• _Excerpt provided_
######

But this was a Mistake:
For 19 Julian Solar Years contain | 6939d, | 18h, | 0´, | 0´´, | 0´´´ |
Whereas 235 Synodical Months contain only | 6939, | 16, | 31, | 56, | 30 |
And are therefore less than 19 Julian Solar Years by | 0, | 1, | 28, | 3, | 30. |
This Difference amounts to a whole Day very nearly in 310.7 Years, the New Moons anticipating,[4] or falling earlier, by 24 Hours in that Space of Time, than they did before: And therefore now in the Year 1750, the New Moons happen above four Days and a half sooner, than the Times pointed out by the Golden Numbers in the Calendar.
In order therefore to preserve a sort of regular Correspondence betwixt the Solar and the Lunar Years, and to make the Golden Numbers, prefixed to the Days of the Month, useful for determining the Times of the New Moons, it would be necessary, when once those Golden Numbers should have been prefixed to the proper Days, to make them anticipate a Day at the End of every 310.7 Years, as the Moons will actually have done; that is to set them back one Day, by prefixing each of them to the Day preceding that, against which they before stood.
But as such a Rule would neither be so easily comprehended or retained in Memory, as if the Alteration was to be made at the End or at the Beginning of complete Centuries of Years; the Rule would be much more fit for Practice, and keep sufficiently near to the Truth, if those Numbers should be set back nine Days in the Space of 2800 Years; by setting them back one Day, first at the End of 400 Years, and then at the End of every 300 Years for eight times successively: whereby they would be set back, in the whole, nine Days in 2800 Years. After which they must again be set one Day back at the End of 400 Years, and so on, as in the preceding 2800 Years. By which means the Golden Numbers would always point out the mean Times of the New Moons, within a Day of the Truth.
[5] It is plain however that the Lunar Year will have lost one Day more than ordinary, with respect to the Solar Year, whenever the New Moons shall have anticipated a whole Day; as they will have done at those times, when it is necessary that the Golden Numbers should, by the Rule just now given, be set back one Day: and consequently the Epact, for that and the succeeding Years, must exceed by an Unit the several corresponding Epacts of the preceding 19 Years.

######

• _Listed entries_
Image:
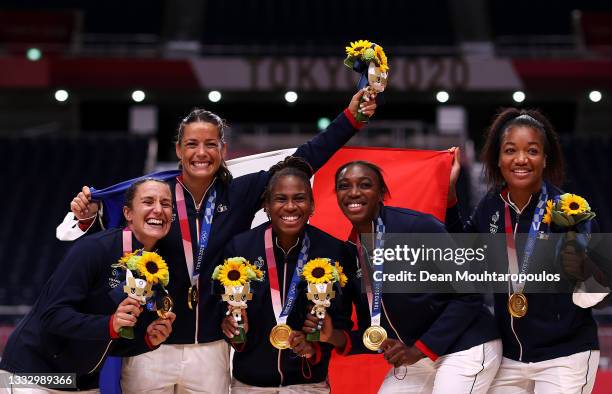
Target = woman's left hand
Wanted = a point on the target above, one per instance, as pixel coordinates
(398, 354)
(299, 344)
(160, 329)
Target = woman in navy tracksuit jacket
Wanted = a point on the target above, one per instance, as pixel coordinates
(553, 348)
(447, 341)
(257, 362)
(237, 201)
(70, 328)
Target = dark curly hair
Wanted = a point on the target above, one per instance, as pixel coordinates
(290, 166)
(504, 121)
(376, 169)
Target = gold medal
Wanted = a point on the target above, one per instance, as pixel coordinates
(373, 337)
(517, 305)
(279, 336)
(193, 297)
(164, 306)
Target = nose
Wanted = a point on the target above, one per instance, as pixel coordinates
(521, 158)
(354, 191)
(201, 149)
(290, 205)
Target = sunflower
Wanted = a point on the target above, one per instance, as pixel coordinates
(233, 272)
(153, 268)
(342, 279)
(548, 215)
(381, 58)
(318, 271)
(573, 204)
(357, 48)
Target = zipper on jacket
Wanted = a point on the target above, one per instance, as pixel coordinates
(101, 358)
(518, 217)
(197, 207)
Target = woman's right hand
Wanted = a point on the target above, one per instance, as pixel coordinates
(454, 176)
(311, 324)
(126, 314)
(82, 207)
(230, 327)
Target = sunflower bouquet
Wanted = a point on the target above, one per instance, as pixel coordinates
(146, 278)
(569, 212)
(320, 275)
(368, 59)
(235, 274)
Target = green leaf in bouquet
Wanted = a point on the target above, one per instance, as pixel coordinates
(581, 217)
(349, 61)
(215, 274)
(561, 219)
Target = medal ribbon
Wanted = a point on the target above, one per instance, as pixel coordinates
(374, 292)
(127, 240)
(531, 238)
(181, 207)
(281, 315)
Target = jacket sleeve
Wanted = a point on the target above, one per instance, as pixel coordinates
(456, 317)
(357, 299)
(322, 147)
(68, 287)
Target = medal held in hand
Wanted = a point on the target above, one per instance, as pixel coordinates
(321, 274)
(146, 276)
(517, 305)
(235, 274)
(193, 296)
(373, 337)
(370, 61)
(279, 336)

######

• _Stated exercise 1_
Output a portion of the calendar passage verbatim, starting at "In order therefore" and ending at "they before stood.".
• _Stated exercise 2_
In the paragraph of the calendar passage that begins "But as such a Rule," list every distinct number of years named.
• _Stated exercise 3_
Answer each question from the calendar passage.
(a) In about how many years does the difference amount to a whole day?
(b) According to the passage, how much sooner than the times shown by the Golden Numbers do the New Moons happen in the year 1750?
(c) By how much must the Epact exceed the corresponding Epacts of the preceding 19 years?

• _Written reply 1_
In order therefore to preserve a sort of regular Correspondence betwixt the Solar and the Lunar Years, and to make the Golden Numbers, prefixed to the Days of the Month, useful for determining the Times of the New Moons, it would be necessary, when once those Golden Numbers should have been prefixed to the proper Days, to make them anticipate a Day at the End of every 310.7 Years, as the Moons will actually have done; that is to set them back one Day, by prefixing each of them to the Day preceding that, against which they before stood.

• _Written reply 2_
2800 years
400 years
300 years

• _Written reply 3_
(a) Very nearly 310.7 years.
(b) Above four days and a half.
(c) By an Unit.